▶ SOURCE PASSAGE
━━━━━━━━━━━━━━━━

June 13, 2016
Could You Be A Nosewitness To A Crime?
By Michael D. Shaw
Olfaction: The primordial sense of smell. While we humans have evolved to rely mostly on vision—and hearing to a lesser extent—we also notice that certain smells conjure up emotional memories, often better than pure visual images of the moment in question.
The olfactory bulb, which starts inside the nose and runs along the bottom of the brain, has direct connections to the amygdala and hippocampus. The amygdala is the brain’s integrative center for emotions, emotional behavior, and motivation. The hippocampus is primarily associated with memory and spatial navigation. Visual, auditory, and tactile information do not pass through these brain areas, and that might explain why “smells ring bells” as well as they do. Such memories are usually pleasant, but not always.
In 2003, an article appeared in the Journal of Clinical Psychiatry, entitled “Olfaction as a Traumatic Reminder in Posttraumatic Stress Disorder: Case Reports and Review.” The authors presented three cases linking olfaction to PTSD, as what they call a “precipitant,” or as “an important component of re-experiencing.” One poignant example referred back to an experience in Vietnam, whereby feelings of guilt, helplessness, and nausea appeared whenever the subject smelled diesel fuel.

━━━━━━━━━━━━━━━━

[Point-per-instance localization data]

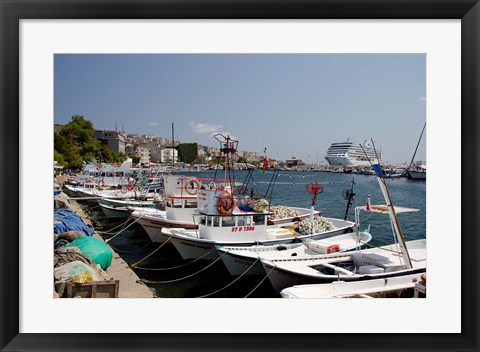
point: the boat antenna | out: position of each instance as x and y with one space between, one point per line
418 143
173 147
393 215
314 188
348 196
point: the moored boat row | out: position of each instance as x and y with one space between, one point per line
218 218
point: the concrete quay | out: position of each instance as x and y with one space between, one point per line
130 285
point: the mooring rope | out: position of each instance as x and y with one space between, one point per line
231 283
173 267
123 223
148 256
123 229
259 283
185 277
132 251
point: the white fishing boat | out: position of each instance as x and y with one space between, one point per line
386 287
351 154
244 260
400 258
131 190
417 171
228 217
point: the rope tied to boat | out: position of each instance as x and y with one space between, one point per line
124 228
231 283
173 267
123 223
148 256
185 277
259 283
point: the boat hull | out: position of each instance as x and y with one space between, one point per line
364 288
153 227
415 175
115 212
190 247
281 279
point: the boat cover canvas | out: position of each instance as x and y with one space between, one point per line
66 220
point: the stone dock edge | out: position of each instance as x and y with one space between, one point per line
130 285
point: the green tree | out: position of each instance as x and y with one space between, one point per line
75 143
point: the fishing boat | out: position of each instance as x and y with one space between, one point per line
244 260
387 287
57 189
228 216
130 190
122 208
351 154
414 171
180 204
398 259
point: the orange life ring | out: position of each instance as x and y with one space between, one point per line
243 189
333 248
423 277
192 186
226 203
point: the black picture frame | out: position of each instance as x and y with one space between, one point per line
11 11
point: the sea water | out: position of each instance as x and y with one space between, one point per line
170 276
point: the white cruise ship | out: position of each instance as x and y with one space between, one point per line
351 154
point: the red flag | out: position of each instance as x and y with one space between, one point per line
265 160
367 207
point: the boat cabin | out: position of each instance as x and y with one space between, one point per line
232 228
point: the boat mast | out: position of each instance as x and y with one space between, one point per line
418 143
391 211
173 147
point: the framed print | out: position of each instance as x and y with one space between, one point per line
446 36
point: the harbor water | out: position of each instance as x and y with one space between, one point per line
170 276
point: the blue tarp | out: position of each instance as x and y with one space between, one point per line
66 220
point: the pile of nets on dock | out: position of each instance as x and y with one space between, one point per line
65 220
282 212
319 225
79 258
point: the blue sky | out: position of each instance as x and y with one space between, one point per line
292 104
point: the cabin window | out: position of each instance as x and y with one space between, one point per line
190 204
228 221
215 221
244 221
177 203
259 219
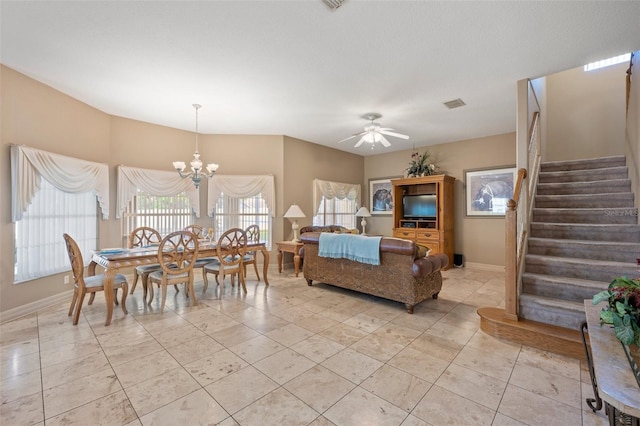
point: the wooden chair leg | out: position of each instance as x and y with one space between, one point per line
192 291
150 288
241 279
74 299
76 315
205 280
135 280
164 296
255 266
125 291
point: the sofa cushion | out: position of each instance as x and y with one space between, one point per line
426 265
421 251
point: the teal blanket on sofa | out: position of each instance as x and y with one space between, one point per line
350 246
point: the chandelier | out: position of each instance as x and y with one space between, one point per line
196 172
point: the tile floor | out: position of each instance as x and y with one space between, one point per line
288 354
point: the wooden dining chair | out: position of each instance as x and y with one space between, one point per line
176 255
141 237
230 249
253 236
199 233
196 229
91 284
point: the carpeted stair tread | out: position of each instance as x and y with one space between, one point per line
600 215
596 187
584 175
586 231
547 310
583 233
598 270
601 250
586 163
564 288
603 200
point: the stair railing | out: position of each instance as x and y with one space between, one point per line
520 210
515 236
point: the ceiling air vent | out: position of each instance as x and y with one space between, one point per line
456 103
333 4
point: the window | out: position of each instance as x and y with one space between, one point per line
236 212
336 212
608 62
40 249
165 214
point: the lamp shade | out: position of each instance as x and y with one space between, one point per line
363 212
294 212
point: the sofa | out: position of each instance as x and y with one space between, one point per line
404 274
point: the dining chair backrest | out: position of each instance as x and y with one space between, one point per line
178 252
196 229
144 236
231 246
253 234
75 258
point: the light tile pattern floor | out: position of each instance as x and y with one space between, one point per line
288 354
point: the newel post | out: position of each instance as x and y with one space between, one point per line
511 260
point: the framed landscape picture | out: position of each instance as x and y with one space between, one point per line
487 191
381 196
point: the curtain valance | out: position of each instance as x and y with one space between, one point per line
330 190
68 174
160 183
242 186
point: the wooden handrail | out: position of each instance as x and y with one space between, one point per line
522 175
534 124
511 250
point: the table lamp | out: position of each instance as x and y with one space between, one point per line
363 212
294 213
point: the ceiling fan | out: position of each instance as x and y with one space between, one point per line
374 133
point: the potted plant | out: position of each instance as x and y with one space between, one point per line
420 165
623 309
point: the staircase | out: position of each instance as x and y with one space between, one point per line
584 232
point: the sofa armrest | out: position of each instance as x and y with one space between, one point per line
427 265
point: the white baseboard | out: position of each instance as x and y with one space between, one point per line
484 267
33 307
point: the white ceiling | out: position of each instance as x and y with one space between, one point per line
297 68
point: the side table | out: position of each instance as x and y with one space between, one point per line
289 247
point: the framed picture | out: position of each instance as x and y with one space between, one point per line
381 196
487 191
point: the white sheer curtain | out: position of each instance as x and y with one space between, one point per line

━━━━━━━━━━━━━━━━

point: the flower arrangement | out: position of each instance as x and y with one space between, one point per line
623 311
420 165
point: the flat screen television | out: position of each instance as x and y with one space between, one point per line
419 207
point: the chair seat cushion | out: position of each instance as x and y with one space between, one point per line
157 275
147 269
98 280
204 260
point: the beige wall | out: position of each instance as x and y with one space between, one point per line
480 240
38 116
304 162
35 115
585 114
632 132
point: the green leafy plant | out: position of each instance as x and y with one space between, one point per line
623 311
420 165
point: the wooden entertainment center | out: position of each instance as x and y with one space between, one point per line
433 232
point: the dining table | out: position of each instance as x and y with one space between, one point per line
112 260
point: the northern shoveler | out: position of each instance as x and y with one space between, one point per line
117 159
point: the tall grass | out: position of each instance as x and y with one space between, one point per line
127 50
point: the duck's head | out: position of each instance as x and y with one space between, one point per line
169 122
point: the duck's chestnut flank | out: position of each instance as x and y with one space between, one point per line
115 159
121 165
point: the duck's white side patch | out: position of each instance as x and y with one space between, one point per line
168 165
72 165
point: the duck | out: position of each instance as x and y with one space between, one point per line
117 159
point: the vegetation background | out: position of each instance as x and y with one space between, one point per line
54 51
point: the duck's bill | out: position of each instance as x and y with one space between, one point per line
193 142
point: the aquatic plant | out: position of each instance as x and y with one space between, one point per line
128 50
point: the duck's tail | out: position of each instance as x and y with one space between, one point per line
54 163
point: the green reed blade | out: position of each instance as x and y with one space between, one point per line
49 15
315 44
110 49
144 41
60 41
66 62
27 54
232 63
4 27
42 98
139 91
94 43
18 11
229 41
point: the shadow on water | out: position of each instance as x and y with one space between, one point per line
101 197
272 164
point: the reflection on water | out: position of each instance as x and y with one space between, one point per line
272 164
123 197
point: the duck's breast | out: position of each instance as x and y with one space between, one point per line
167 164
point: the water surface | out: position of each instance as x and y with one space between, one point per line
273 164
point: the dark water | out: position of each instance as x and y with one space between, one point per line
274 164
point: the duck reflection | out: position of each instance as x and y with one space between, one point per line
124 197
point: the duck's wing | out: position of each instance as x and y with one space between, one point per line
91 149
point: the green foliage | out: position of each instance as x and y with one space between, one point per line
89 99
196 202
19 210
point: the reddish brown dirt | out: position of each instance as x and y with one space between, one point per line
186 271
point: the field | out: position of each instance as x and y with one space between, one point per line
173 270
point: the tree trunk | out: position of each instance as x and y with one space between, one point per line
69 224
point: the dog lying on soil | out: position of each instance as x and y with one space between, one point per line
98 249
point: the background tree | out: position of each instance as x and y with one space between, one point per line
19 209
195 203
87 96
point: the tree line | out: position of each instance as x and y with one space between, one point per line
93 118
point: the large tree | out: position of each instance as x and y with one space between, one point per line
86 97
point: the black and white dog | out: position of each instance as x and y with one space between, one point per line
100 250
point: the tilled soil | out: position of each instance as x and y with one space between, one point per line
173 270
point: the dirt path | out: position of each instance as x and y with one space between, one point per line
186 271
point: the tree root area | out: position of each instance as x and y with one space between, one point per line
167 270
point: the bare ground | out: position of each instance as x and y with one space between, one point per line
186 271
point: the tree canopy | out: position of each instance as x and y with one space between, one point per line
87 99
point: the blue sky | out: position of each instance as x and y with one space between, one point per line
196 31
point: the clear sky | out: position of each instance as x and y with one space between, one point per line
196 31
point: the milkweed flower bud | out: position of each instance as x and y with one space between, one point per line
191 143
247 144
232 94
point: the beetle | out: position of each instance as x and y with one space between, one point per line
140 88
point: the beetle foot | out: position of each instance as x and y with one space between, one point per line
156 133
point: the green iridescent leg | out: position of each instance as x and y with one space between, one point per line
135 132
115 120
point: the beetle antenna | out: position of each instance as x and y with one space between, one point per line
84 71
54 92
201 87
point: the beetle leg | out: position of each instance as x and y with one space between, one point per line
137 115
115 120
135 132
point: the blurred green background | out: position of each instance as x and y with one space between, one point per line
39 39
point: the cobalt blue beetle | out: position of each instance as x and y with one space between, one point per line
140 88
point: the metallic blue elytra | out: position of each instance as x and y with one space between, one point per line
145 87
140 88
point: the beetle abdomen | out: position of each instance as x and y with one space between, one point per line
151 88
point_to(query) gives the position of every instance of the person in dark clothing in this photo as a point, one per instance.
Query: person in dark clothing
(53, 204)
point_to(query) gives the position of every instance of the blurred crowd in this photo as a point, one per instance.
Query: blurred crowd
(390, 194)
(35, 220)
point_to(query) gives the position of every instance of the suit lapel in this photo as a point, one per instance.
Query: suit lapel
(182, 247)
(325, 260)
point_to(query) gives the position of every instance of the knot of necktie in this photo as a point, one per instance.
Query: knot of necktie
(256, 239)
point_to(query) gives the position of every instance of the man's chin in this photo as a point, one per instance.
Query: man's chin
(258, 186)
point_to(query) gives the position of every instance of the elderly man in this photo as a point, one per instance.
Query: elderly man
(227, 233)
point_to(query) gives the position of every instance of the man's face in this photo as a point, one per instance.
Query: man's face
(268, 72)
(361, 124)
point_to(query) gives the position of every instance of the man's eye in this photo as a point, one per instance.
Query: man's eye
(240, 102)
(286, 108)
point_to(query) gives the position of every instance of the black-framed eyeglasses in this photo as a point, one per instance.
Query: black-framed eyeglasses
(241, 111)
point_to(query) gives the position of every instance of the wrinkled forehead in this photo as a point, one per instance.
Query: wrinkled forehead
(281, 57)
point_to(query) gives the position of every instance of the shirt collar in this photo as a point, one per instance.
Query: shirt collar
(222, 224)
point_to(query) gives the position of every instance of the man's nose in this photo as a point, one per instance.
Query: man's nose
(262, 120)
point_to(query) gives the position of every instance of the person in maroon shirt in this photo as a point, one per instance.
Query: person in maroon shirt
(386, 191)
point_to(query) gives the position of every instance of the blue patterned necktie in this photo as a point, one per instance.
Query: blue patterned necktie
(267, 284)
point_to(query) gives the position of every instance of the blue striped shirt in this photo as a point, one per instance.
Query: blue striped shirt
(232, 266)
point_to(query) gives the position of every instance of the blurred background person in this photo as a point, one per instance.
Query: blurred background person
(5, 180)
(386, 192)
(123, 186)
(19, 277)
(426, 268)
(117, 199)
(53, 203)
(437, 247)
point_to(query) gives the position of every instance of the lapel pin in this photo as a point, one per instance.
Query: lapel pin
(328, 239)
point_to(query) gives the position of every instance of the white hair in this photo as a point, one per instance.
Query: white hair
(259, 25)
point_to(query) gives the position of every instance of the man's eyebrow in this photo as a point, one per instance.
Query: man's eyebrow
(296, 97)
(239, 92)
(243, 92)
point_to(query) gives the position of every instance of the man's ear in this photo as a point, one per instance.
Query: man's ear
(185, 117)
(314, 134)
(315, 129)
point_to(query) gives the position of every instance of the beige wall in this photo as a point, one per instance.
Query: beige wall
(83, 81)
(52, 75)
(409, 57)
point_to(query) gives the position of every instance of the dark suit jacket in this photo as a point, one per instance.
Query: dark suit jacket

━━━━━━━━━━━━━━━━

▶ TASKS TO COMPLETE
**a)** In the article on smell and memory, which smell brought on feelings of guilt, helplessness, and nausea in the Vietnam example?
**b)** From the article on smell and memory, extract everything from "By Michael D." down to "moment in question.".

▶ SOLUTIONS TO EACH TASK
**a)** Diesel fuel.

**b)**
By Michael D. Shaw
Olfaction: The primordial sense of smell. While we humans have evolved to rely mostly on vision—and hearing to a lesser extent—we also notice that certain smells conjure up emotional memories, often better than pure visual images of the moment in question.